_Document text_
* * * * *

Unveiling the Byte Latent Transformer: A breakthrough in AI efficiency that processes raw bytes faster, scales smarter, and tackles language modeling challenges with unmatched robustness.
Research: Byte Latent Transformer: Patches Scale Better Than Tokens. Image Credit: Alexander Limbach / Shutterstock
*Important notice: arXiv publishes preliminary scientific reports that are not peer-reviewed and, therefore, should not be regarded as definitive, used to guide development decisions, or treated as established information in the field of artificial intelligence research.
In a research paper recently posted to the Meta Research website and arXiv preprint* server, researchers introduced the byte latent transformer (BLT), which matched the performance of tokenization-based models while improving inference efficiency and robustness. BLT dynamically allocates computational resources based on the complexity of the input data, a feature enabled by its innovative entropy-based patching technique. BLT encoded bytes into dynamically sized patches, adjusting for data complexity by allocating more resources where needed. This approach eliminates the reliance on fixed vocabularies used in tokenization, offering greater flexibility and efficiency in processing raw byte data.
A scaling study with up to 8 billion parameters and 4 trillion training bytes demonstrated improved training and inference efficiency, especially for predictable data, along with better reasoning and generalization. The model exhibited superior scalability compared to tokenization-based models at fixed inference costs. BLT's ability to simultaneously scale patch and model size while maintaining a fixed inference budget underscores its potential for efficiency in large-scale language modeling.

* * * * *

_Data extract_
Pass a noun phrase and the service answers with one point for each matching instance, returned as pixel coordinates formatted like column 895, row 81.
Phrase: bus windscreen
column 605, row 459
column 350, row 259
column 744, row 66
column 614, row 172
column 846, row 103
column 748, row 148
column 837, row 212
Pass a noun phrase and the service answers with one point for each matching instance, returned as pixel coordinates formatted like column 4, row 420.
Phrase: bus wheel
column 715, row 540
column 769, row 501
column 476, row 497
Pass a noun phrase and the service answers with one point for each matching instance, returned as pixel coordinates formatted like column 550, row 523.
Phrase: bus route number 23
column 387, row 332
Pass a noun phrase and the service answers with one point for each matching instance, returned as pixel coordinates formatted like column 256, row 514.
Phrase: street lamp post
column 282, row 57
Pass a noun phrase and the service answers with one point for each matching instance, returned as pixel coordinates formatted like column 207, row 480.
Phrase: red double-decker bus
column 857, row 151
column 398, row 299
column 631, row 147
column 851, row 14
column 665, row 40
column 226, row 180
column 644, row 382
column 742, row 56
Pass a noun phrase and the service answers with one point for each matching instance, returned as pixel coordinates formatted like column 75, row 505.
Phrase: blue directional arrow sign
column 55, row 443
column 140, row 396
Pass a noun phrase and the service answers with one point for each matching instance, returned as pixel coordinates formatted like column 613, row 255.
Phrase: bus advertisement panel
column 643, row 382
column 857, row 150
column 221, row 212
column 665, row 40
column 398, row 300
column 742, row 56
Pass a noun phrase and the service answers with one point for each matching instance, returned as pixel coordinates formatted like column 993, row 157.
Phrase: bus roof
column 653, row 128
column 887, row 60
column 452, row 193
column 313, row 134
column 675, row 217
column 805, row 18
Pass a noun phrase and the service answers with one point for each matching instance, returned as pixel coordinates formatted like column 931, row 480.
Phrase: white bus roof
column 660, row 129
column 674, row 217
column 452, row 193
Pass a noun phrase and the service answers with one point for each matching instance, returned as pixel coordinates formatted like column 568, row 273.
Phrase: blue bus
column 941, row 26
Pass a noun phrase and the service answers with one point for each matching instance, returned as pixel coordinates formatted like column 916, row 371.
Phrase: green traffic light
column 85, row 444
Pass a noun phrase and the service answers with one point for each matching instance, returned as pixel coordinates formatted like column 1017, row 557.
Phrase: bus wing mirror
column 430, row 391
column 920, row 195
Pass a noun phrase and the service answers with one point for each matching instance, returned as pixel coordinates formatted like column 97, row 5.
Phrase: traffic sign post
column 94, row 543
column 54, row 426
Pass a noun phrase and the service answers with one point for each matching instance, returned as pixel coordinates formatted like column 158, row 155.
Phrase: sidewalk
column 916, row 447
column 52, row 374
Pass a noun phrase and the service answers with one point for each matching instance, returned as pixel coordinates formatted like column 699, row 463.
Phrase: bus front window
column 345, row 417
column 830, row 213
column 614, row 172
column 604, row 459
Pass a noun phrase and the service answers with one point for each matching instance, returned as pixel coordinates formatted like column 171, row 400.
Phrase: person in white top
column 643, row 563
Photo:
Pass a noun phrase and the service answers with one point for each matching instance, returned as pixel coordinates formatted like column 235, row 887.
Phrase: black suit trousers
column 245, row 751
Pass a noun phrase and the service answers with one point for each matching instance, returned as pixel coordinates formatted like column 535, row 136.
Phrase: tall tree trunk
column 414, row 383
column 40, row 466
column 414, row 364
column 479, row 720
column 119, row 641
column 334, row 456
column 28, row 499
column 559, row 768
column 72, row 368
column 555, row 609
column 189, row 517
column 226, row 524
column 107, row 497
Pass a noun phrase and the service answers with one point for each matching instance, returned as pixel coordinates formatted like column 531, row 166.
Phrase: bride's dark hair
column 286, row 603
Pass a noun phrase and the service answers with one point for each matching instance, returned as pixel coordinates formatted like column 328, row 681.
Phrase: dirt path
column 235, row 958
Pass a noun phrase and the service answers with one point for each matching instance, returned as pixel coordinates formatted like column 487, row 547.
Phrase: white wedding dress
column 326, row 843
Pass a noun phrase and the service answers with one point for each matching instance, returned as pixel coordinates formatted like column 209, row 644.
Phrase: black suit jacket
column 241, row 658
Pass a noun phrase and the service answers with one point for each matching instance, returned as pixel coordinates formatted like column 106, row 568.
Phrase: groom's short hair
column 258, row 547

* * * * *

_Task requirements_
1. Copy the passage of the Byte Latent Transformer article between "Research: Byte Latent" and "artificial intelligence research.", inclusive.
2. Answer these questions from the Byte Latent Transformer article:
(a) What does the notice say arXiv publishes?
(b) What does BLT encode bytes into?
(c) Up to how many parameters did the scaling study use?
3. Write the next part of the Byte Latent Transformer article, starting after its final sentence.

_Answers below_
1.
Research: Byte Latent Transformer: Patches Scale Better Than Tokens. Image Credit: Alexander Limbach / Shutterstock
*Important notice: arXiv publishes preliminary scientific reports that are not peer-reviewed and, therefore, should not be regarded as definitive, used to guide development decisions, or treated as established information in the field of artificial intelligence research.

2.
(a) Preliminary scientific reports that are not peer-reviewed.
(b) Dynamically sized patches.
(c) Up to 8 billion parameters.

3.
Related Work
Past work on character-level models highlighted their flexibility for handling out-of-vocabulary words and morphologically rich languages. While BLT, like character-aware neural information encoder (CANINE) and ByT5, improved robustness, they faced challenges with compute efficiency due to longer sequences. Recent innovations, such as entropy-based patching and cross-attention mechanisms in BLT, overcome these challenges by dynamically segmenting data into patches based on information density.
Efficient Byte Processing
The BLT architecture consists of a large global autoregressive language model and two smaller local models: a local encoder and a local decoder. The global model processes latent patch representations using a Latent Global Transformer, an autoregressive transformer with block-causal attention, enabling efficient computation by limiting attention to current patches. This design ensures scalability, as the global model handles the bulk of computation during pretraining and inference, allowing flexibility in resource allocation based on input/output complexity. Dynamic patching methods allow BLT to process data with varying levels of complexity, saving computational resources on simpler inputs.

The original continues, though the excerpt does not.